§ **PROBLEMS TO WORK ON**:
• a. In the Fourth of July passage, reproduce word for word the part that opens with the words containing "I made brownies" and closes with "answers in seconds.".
• b. Carry on the Fourth of July passage about Rocky Point, starting right after its final sentence.

§ **GIVEN PASSAGE**:
********
Arcadia Park (1)Arcadia Regional Park in 2014

I searched the internet to find that the park is now the Arcadia Community Regional Park, administered by the county of Los Angeles, and nary a word about a fireworks display on the Fourth of July.  Some great memories are destined to fade into the past, much like the old Firefall at Yosemite.  Not many remember what that was like either, but I do, and treasure that memory as well.Yosemite_Fire_Fall

Now we make new memories.  Most of the time, in July, we are close enough to Rocky Point to gather at least part of the family for a celebration.  Potato salad is always part of it, but I no longer force my kids to do sack races.  Sometimes we don’t even bother to go to the fireworks, even though there are displays in Klamath Falls at Veteran’s Park and just 15 minutes away at Lake of the Woods. 

Traffic, crowds, mosquitoes, midges, all have a bit of a dampening affect on our best laid plans.  Instead, we stayed right here and played bocci ball into the dark of night.  No fireworks here at Rocky Point.  Not a one at our place.  Even though we are on the edge of the national forest, where fireworks are illegal, the drought knows no boundaries and there is no need to take chances with fire and explosive stuff.

Instead, we listened to distant neighbors shooting either guns or firecrackers or both.  Maybe next year we will actually get a reservation at Lake of the Woods and go camping 15 minutes from home so we can watch the fireworks and not have to drive anywhere when they are finished.

Fourth of July 2014 (23 of 63)Daughter Deborah

Daughter Deb came up from Grants Pass, and daughter Melody and my grandkids came out from Klamath.  We ate lots of summer fruit and veggies, with sinful dips to offset the healthy stuff, and Deb shared her Dijon marinated chicken with all of us.  Melody came with three, yes three watermelons and we did manage to eat two of them. 

Fourth of July 2014 (24 of 63)Daughter Melody

I made brownies that were perfect and my favorite potato salad that wasn’t so much.  I learned that if you put too much celery and onion into it, the dressing gets watery as it sits.  Can’t believe I didn’t know that, and also am amazed at the world we live in where I can type in “watery potato salad’ and get answers in seconds. 

Our closest neighbors, Wes and Gayle, are here for the season, and we were delighted to have them join us for supper and lawn games.
********
(Stored data)
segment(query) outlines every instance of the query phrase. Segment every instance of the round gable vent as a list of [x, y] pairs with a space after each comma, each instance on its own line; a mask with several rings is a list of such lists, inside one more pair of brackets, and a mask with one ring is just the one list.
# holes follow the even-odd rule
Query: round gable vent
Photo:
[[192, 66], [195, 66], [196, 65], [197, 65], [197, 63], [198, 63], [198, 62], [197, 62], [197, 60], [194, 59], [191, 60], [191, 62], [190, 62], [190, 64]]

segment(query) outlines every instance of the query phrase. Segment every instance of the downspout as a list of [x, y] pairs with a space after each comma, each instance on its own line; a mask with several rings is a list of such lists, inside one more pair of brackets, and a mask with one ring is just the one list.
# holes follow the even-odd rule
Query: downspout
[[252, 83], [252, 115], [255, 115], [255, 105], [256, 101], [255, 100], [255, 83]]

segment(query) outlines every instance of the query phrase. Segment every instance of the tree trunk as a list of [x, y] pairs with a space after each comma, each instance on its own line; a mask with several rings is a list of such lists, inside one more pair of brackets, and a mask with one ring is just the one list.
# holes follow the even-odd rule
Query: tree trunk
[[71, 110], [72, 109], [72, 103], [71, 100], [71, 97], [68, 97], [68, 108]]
********
§ **EXPECTED RESULTS**:
• a.
I made brownies that were perfect and my favorite potato salad that wasn’t so much.  I learned that if you put too much celery and onion into it, the dressing gets watery as it sits.  Can’t believe I didn’t know that, and also am amazed at the world we live in where I can type in “watery potato salad’ and get answers in seconds.

• b.
Fourth of July 2014 (3 of 63)We got out on the lake twice, a nice long paddle up Recreation Creek toward Malone Spring in the afternoon wind and then the next morning another beautiful paddle on the glassy bay toward the main lake.  Midges are just beginning to hatch, the lake is just beginning to show an algae bloom so it was great to get out there before the season progressed further.

Fourth of July 2014 (63 of 63)Paddling out on the main Klamath Lake from Pelican Bay.  That is daughter Deborah out there.

We punctuated the day with a few silly old movies that I converted from ancient VHS to DVD.  It was a happy sadness as we laughed at my deceased husband Lance making silly jokes and watched my iconic grandmother, also deceased, being her famous self.  Melody made sure the grandkids watched, since they have no memory of this matriarch of our family.

Fourth of July 2014 (39 of 63) Granddaughter Axel

Of course, there was a “flower walk”, another tradition that has followed us through many homes in many places since I started gardening in earnest back in the late 70’s.  Gotta share all that is blooming, all the successes and some of the failures.  I think the grandkids disappeared into the cabin before the flower walk, checking out facebook and phone messages.  Some things stay the same and others definitely don’t. 

Fourth of July 2014 (40 of 63)Grandson Xavier

Thanksgiving, Christmas, Easter, and the Fourth of July.  And oh yes, don’t forget Halloween.  Somehow these days have come to mean far more than what they stand for in our family.  They are the times that we all do our best to get together and participate in some of the old family rituals that have come down through the years.  Our family is small, it is me and my kids and their offspring. I do hope that the grandkids will remember some of the times that we have shared in the same way that I remember Fourth of July at Arcadia Park.